Such books and records shall be made
available for examination by Landlord's
accountants at the Premises. If the audit
discloses that Tenant has understated
Gross Receipts by any amount, then the
additional Percentage Rent shall be paid
immediately, by Tenant, together with
interest thereon at the Default Rate. If
the audit discloses that Tenant has
understated Gross Receipts by more than two
percent (2%) for such period, Tenant shall,
upon demand, pay to Landlord the
cost of such audit. If Landlord's
accountants, after examining such records and
accounts as Tenant makes available to them,
are unable to verify the Gross
Receipts for such period by reason of
Tenant's failure to prepare, keep or make
available the same in the manner required,
then Tenant shall, upon demand, and
without impairing Landlord's other
remedies, pay the cost of such audit. No
information obtained by Landlord as a
result of such audit, and no information
contained in any report made by Tenant,
shall be made public by Landlord except
in connection with the enforcement of
Landlord's rights under this Lease. The
foregoing shall not be construed, however,
to prohibit Landlord from disclosing
such information to any taxing or other
governmental entity with authority to
inquire therein, to the holder or
prospective holder of any mortgage or deed of
trust affecting the Premises, to any bona
fide prospective purchaser of the
Premises or to underwriters, brokers,
investment bankers or potential or current
lenders.

_Point annotation data_
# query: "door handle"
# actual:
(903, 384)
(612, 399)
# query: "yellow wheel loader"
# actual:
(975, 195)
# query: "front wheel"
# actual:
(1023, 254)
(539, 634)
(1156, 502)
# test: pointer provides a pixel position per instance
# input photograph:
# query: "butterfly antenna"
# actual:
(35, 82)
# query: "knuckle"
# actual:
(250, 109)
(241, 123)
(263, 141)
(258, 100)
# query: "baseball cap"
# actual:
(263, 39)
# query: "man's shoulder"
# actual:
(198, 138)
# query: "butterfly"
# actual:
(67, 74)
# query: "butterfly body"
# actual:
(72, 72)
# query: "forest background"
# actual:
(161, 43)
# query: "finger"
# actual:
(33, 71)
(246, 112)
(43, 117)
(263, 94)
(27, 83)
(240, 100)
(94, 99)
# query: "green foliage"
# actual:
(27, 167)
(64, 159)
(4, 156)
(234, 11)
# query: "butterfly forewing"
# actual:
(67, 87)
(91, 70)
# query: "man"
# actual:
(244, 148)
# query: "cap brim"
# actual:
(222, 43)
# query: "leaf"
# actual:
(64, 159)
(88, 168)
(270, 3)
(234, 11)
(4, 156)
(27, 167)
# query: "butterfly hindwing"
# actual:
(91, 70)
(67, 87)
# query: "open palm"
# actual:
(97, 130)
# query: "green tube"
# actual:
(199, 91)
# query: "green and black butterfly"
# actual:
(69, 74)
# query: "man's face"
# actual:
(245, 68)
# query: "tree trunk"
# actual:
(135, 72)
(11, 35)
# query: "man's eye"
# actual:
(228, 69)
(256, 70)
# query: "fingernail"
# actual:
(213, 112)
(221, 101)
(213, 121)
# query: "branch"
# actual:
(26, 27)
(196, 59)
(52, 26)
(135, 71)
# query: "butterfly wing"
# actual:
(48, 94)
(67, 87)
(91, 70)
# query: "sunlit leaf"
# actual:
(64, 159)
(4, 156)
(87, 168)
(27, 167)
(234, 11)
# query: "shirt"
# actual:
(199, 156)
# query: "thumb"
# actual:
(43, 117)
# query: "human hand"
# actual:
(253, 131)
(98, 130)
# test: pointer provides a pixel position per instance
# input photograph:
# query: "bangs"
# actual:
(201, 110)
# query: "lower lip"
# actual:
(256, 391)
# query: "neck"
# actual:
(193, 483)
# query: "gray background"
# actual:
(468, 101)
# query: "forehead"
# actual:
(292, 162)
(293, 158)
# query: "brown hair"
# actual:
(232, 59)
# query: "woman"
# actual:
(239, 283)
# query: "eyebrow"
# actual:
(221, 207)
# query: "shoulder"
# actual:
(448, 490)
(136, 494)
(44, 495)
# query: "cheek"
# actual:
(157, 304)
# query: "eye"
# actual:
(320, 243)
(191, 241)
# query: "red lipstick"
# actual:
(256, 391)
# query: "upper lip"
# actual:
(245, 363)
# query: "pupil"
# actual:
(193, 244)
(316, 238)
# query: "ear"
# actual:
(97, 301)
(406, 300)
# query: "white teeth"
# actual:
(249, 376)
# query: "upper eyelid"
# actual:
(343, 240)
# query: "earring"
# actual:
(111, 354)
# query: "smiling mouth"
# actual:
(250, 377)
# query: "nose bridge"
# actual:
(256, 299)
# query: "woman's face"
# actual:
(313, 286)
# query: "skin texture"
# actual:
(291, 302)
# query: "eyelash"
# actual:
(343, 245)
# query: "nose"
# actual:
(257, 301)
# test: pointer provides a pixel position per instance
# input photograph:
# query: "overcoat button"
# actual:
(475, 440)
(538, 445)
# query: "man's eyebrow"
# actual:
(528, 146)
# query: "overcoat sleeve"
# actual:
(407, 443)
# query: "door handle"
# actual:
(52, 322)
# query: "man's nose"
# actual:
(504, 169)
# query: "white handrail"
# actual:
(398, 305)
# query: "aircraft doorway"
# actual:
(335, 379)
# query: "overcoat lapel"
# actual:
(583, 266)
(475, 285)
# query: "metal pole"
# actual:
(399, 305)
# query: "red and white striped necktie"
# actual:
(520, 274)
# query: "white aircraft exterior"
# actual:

_Exercise instructions_
In the lease clause, by how much must the Tenant understate Gross Receipts for the Tenant to owe the Landlord the cost of the audit? This data was taken from a different source than the text.

_Correct output_
By more than two percent (2%) for the period.